__TASK INSTRUCTIONS__:
1) In the album article, which studio was used for the recording?
2) Turn the paragraph in the album article that begins "Etta Is Betta Than Evvah! is the twelfth" into a short list of its main facts.
3) Copy the album article from "Etta James chronology" to "for Chess Records.".

__QUOTED PASSAGE__:
Studio album by Etta James
- Released: 1976
- Studio: All Platinum Studios, Englewood, New Jersey
- Genre: Funk, soul, R&B
- Label: Chess
- Producer: Mike Terry

Etta James chronology
| Come a Little Closer (1974) | Etta Is Betta Than Evvah! (1976) | Deep in the Night (1978) |

= Etta Is Betta Than Evvah! =

Etta Is Betta Than Evvah! is the twelfth studio album by Etta James, released in 1976. It was her final studio album for Chess Records.

[Extracted data entries]
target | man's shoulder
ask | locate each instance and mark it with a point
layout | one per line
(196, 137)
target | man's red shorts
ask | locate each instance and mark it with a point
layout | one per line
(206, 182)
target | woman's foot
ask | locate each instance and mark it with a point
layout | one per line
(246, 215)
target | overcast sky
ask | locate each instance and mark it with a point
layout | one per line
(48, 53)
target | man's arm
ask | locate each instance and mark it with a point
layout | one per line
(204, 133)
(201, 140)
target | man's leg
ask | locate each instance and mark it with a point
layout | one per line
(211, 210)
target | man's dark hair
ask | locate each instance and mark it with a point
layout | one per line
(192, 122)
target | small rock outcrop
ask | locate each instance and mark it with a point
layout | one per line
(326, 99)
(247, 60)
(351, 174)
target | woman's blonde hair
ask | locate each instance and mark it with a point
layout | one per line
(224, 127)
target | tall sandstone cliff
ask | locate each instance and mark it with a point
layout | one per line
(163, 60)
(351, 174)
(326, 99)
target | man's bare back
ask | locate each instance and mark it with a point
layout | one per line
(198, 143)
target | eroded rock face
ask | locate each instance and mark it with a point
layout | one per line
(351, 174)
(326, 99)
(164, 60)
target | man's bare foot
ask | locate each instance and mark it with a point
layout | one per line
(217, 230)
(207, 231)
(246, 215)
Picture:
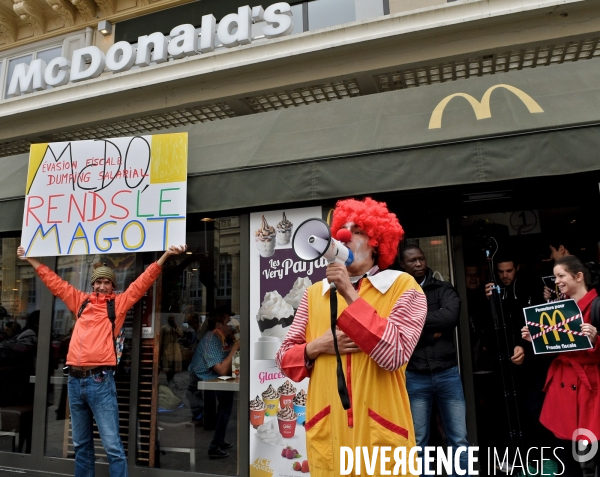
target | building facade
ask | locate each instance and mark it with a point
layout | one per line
(456, 114)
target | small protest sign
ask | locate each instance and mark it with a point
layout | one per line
(106, 195)
(556, 327)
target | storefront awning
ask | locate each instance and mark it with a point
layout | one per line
(529, 123)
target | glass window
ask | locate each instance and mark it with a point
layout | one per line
(324, 13)
(177, 414)
(224, 291)
(435, 249)
(19, 316)
(77, 271)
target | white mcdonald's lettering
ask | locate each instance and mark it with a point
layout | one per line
(482, 109)
(552, 322)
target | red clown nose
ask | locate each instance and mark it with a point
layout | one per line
(344, 235)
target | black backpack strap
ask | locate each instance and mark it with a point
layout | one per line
(83, 305)
(112, 316)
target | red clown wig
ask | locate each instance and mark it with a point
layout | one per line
(380, 225)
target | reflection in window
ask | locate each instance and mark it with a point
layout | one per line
(19, 316)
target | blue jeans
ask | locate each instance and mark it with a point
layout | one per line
(224, 408)
(446, 387)
(95, 397)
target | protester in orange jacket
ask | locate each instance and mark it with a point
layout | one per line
(92, 357)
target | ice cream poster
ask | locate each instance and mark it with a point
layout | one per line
(106, 196)
(278, 281)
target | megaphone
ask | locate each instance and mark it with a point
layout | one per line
(312, 240)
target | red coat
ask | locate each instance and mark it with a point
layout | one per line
(572, 399)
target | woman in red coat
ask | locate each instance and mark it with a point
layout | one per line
(572, 399)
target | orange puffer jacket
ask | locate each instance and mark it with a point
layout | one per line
(92, 342)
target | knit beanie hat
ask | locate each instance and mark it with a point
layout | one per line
(101, 270)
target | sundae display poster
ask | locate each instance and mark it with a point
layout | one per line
(277, 282)
(99, 196)
(556, 327)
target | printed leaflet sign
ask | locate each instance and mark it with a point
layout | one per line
(107, 195)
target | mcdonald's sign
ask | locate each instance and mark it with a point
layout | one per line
(552, 322)
(482, 108)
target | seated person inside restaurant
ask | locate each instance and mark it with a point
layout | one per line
(212, 358)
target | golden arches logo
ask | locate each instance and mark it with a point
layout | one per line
(482, 109)
(552, 322)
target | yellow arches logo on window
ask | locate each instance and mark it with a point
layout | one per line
(482, 108)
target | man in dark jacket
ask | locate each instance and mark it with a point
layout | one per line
(432, 372)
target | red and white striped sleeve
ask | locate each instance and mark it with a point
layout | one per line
(389, 342)
(291, 358)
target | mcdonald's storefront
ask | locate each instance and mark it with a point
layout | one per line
(517, 150)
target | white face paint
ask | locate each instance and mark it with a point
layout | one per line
(363, 252)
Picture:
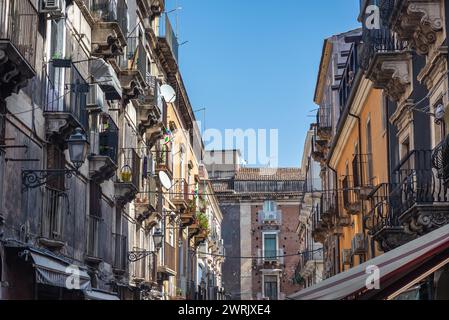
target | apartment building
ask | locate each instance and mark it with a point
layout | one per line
(394, 192)
(87, 122)
(260, 215)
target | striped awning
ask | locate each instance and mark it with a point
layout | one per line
(397, 271)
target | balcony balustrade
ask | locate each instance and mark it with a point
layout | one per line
(111, 27)
(120, 253)
(104, 151)
(18, 45)
(127, 185)
(65, 112)
(93, 238)
(168, 45)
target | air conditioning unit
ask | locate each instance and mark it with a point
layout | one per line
(95, 98)
(346, 257)
(202, 172)
(53, 7)
(359, 244)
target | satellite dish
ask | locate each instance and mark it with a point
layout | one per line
(165, 180)
(439, 112)
(168, 93)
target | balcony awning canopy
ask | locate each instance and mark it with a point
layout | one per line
(100, 295)
(399, 270)
(106, 78)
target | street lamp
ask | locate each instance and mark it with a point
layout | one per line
(78, 147)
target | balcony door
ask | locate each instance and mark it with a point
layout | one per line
(271, 287)
(270, 244)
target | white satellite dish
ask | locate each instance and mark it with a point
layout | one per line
(168, 93)
(440, 112)
(165, 180)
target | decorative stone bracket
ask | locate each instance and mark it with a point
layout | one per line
(392, 73)
(418, 23)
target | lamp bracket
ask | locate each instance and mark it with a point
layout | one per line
(32, 179)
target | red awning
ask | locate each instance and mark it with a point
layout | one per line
(398, 269)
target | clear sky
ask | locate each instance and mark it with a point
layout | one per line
(253, 63)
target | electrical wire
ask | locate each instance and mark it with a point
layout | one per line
(255, 258)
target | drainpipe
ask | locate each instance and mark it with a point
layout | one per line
(336, 190)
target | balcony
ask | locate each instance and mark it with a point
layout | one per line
(319, 226)
(270, 220)
(168, 267)
(359, 245)
(120, 253)
(310, 260)
(54, 206)
(127, 185)
(386, 62)
(167, 45)
(421, 197)
(271, 259)
(382, 222)
(440, 161)
(150, 106)
(110, 27)
(63, 115)
(425, 21)
(93, 239)
(164, 158)
(351, 201)
(132, 74)
(348, 77)
(146, 204)
(362, 170)
(104, 151)
(18, 44)
(320, 146)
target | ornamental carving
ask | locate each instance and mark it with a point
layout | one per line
(418, 23)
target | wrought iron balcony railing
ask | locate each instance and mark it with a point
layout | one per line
(109, 139)
(417, 182)
(18, 24)
(93, 236)
(440, 161)
(378, 41)
(166, 32)
(110, 11)
(120, 251)
(348, 77)
(55, 99)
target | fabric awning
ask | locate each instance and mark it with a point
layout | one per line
(397, 270)
(53, 272)
(100, 295)
(106, 78)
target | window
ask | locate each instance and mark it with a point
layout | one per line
(269, 206)
(270, 246)
(369, 152)
(271, 287)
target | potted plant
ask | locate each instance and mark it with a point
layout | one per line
(59, 62)
(126, 174)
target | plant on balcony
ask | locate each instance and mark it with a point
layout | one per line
(126, 174)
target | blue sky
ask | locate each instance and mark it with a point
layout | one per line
(253, 63)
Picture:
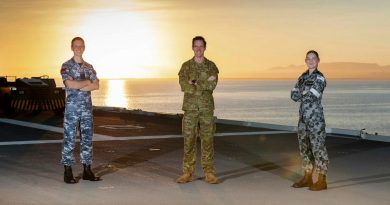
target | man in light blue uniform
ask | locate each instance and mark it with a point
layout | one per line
(80, 79)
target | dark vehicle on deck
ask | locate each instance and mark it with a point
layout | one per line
(30, 95)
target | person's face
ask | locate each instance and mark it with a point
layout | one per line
(198, 48)
(78, 48)
(312, 61)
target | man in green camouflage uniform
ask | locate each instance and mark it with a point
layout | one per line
(198, 77)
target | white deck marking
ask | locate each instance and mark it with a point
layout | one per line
(100, 137)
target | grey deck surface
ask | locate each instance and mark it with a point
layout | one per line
(254, 169)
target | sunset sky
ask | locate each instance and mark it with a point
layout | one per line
(152, 38)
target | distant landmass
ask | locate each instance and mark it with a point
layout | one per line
(336, 70)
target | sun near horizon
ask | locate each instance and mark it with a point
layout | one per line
(151, 39)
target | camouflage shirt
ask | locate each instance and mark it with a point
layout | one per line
(199, 96)
(309, 88)
(84, 71)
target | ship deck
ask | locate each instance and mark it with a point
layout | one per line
(139, 157)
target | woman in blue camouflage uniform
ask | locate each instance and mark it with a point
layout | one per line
(311, 127)
(80, 79)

__ANSWERS FOR THIS EXERCISE__:
1) All Platinum Studios, Englewood, New Jersey

2)
- Twelfth studio album by Etta James
- Released in 1976
- Her final studio album for Chess Records

3)
Etta James chronology
| Come a Little Closer (1974) | Etta Is Betta Than Evvah! (1976) | Deep in the Night (1978) |

= Etta Is Betta Than Evvah! =

Etta Is Betta Than Evvah! is the twelfth studio album by Etta James, released in 1976. It was her final studio album for Chess Records.